━━━ Task data ━━━
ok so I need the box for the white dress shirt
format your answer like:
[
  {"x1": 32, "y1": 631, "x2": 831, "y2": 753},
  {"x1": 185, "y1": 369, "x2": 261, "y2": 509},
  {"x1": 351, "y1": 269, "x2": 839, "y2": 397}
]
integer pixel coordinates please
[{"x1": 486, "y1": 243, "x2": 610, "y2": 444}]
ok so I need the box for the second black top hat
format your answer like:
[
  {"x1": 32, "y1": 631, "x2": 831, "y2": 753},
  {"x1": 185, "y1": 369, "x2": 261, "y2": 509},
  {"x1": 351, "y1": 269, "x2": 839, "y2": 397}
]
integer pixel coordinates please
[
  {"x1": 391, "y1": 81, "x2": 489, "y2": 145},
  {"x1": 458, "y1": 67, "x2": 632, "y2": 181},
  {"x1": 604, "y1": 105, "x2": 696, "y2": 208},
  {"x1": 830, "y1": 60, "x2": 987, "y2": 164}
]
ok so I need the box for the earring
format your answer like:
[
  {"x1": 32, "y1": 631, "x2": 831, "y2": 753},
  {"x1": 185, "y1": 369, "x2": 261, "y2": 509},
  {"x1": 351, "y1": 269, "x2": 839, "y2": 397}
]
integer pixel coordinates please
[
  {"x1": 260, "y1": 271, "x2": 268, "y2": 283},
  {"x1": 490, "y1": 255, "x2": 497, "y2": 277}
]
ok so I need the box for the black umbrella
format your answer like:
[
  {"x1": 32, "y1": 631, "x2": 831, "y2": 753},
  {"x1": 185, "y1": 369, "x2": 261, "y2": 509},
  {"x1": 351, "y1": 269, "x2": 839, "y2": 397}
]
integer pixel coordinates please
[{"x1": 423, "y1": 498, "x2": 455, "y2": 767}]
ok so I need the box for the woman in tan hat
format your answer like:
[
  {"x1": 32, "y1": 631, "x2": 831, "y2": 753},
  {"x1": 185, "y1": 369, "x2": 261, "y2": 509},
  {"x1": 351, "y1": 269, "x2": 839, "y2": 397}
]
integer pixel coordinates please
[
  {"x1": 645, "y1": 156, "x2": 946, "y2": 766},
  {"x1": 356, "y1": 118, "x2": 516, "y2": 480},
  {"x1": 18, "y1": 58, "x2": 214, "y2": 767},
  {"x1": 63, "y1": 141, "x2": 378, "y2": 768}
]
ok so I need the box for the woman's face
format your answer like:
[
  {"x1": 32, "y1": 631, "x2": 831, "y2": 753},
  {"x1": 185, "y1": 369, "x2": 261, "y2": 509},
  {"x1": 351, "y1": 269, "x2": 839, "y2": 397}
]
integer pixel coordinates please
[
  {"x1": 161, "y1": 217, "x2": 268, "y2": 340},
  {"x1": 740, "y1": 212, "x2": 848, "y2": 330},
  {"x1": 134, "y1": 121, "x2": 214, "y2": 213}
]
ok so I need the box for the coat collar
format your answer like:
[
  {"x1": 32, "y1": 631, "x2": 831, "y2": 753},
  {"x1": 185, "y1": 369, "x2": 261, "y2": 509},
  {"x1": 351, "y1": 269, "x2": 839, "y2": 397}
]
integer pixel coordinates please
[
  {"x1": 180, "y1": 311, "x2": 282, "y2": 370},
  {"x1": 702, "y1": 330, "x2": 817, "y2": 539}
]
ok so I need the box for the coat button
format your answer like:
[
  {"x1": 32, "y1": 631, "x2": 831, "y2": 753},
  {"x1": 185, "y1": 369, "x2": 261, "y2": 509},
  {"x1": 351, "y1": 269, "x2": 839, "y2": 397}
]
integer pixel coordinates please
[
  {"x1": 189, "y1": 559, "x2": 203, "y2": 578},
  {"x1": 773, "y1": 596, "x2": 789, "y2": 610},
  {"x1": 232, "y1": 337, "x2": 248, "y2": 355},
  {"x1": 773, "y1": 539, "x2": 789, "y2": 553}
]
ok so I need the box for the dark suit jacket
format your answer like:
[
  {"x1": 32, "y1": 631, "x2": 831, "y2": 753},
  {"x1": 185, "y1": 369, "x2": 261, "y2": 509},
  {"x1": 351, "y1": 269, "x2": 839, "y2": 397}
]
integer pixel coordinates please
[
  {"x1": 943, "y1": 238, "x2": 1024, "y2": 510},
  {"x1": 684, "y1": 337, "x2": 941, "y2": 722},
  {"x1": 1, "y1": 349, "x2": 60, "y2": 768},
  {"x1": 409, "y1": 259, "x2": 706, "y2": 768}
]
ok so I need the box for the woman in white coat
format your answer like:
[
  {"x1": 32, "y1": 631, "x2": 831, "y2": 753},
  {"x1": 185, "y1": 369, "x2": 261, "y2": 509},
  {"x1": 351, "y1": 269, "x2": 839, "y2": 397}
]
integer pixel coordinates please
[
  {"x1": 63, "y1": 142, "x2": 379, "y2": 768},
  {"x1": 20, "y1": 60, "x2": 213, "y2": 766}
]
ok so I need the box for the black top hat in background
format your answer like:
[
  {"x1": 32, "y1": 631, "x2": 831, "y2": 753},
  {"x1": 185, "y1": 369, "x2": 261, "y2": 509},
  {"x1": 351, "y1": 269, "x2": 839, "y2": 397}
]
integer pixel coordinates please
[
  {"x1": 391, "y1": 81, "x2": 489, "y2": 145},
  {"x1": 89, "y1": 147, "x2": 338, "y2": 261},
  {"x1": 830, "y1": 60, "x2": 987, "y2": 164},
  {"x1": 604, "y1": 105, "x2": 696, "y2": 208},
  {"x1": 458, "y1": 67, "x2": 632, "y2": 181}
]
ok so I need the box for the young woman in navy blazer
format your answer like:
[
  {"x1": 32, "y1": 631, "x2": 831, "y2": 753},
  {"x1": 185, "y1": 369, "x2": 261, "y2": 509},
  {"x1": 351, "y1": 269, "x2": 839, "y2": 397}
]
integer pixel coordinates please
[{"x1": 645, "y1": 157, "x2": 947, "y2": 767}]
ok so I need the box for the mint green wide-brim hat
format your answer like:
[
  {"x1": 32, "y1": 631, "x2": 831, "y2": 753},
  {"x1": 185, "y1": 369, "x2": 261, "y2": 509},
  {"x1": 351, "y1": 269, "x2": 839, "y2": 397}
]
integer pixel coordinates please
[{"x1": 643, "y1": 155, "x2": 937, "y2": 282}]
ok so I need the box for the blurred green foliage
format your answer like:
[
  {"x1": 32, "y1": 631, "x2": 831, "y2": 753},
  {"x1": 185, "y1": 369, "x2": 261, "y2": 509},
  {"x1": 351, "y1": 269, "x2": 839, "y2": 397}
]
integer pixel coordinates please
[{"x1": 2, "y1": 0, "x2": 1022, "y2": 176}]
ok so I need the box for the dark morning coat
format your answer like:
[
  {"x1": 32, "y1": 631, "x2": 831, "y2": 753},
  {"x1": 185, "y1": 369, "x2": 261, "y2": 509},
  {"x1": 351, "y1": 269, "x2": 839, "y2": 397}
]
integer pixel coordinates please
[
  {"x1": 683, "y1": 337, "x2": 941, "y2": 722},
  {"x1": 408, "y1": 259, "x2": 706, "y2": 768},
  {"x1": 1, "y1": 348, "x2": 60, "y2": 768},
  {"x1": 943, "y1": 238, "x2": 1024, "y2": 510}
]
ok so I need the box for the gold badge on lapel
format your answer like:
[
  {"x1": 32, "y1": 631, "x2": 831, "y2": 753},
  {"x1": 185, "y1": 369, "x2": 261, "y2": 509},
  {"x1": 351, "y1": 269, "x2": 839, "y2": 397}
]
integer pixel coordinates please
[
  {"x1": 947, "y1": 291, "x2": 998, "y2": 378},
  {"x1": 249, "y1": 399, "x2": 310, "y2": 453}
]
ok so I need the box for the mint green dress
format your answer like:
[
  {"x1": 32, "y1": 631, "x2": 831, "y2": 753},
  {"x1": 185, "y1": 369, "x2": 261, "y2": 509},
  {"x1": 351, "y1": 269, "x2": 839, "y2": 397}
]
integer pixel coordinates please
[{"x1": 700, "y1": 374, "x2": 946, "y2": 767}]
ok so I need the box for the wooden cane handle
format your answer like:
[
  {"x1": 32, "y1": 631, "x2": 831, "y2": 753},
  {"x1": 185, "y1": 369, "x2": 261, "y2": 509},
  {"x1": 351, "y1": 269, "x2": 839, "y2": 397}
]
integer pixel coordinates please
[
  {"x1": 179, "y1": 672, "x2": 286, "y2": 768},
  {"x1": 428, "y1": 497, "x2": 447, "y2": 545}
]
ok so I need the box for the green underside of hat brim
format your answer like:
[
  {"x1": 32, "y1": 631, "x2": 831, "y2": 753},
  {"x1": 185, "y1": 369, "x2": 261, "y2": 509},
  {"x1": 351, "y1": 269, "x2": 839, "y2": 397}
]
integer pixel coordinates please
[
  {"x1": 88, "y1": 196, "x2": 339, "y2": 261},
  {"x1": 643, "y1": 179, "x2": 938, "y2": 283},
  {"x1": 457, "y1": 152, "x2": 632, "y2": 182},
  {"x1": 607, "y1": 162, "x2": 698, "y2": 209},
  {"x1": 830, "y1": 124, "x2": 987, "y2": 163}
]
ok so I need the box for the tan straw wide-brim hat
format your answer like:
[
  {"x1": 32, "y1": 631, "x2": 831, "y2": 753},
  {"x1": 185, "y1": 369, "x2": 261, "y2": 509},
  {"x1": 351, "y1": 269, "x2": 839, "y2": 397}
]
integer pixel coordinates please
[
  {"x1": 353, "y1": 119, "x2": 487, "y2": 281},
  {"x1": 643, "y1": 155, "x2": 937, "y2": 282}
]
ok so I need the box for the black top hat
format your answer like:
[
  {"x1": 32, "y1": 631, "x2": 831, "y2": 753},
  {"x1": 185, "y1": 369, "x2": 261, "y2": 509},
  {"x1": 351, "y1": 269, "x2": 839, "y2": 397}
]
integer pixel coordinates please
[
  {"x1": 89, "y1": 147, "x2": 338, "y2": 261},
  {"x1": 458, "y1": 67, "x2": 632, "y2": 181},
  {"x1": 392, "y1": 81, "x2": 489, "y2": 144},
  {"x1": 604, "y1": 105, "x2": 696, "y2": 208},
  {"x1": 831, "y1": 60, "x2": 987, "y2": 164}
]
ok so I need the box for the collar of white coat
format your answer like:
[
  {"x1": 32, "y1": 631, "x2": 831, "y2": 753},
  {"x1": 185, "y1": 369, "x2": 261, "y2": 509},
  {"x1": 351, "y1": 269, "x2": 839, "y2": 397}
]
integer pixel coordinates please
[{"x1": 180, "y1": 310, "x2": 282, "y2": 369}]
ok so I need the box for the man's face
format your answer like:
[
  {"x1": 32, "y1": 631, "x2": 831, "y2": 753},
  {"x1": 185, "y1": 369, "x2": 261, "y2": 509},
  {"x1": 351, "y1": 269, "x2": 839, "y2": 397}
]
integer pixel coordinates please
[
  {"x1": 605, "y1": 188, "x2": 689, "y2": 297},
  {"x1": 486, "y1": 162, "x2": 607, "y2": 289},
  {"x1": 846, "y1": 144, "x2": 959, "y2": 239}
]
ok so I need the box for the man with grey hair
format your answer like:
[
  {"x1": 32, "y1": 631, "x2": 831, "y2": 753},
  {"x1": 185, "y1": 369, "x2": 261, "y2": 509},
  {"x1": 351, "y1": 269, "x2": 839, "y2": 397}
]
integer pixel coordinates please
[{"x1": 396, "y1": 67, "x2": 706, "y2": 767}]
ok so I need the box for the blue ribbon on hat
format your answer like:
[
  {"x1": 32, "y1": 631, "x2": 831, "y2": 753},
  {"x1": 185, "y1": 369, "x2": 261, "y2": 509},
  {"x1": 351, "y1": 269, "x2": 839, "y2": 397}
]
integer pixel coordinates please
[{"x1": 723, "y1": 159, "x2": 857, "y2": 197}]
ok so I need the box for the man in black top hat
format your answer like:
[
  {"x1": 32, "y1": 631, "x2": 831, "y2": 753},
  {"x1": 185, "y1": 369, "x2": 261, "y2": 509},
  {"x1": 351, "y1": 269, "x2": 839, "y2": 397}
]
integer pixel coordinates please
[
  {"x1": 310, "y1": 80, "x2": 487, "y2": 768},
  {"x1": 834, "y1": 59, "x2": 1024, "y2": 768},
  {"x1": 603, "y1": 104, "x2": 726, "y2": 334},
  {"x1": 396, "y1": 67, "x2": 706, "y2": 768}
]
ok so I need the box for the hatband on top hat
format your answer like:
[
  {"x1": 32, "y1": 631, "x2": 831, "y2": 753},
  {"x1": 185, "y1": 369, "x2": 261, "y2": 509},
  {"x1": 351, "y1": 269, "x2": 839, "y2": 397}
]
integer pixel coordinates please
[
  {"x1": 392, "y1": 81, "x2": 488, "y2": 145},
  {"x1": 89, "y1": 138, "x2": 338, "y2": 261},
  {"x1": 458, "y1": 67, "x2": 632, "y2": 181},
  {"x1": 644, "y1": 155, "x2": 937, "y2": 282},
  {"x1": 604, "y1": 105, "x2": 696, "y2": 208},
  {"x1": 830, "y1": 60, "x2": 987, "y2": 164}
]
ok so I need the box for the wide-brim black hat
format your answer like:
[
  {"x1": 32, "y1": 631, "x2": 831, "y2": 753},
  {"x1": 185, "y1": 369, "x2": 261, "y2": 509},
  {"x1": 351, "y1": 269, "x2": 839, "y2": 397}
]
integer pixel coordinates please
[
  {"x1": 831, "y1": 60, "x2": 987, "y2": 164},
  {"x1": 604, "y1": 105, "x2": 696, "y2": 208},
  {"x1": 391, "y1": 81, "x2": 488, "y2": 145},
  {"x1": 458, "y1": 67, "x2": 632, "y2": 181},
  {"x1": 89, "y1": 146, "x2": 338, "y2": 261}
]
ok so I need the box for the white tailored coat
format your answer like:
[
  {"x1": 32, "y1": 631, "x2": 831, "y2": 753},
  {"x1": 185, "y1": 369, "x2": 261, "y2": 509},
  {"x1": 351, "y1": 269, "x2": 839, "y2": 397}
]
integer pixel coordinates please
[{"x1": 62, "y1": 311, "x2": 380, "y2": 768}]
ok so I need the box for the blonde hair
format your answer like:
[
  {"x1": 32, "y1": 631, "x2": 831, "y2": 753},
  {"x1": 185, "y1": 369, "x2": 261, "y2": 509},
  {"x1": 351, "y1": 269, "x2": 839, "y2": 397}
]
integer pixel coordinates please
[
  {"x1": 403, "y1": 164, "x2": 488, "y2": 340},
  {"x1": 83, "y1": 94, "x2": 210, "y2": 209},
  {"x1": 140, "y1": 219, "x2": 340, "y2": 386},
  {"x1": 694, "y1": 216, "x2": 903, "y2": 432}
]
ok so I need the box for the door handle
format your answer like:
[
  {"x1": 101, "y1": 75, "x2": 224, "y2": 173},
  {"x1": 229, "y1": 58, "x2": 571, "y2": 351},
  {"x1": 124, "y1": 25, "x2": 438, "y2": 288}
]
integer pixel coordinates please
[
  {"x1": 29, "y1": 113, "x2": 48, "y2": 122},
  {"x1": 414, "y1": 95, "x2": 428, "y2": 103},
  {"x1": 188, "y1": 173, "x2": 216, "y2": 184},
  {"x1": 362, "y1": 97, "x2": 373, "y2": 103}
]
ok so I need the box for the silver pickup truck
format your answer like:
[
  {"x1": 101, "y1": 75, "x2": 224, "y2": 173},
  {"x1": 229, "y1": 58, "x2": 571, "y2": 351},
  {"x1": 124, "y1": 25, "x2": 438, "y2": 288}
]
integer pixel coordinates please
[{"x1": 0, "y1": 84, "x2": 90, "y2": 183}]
━━━
• **How to complete this task**: Which lines above contain the word "collar"? Copy each one.

• **Exercise output**:
ok so I need the box for the coat collar
ok so I need the box for the collar of white coat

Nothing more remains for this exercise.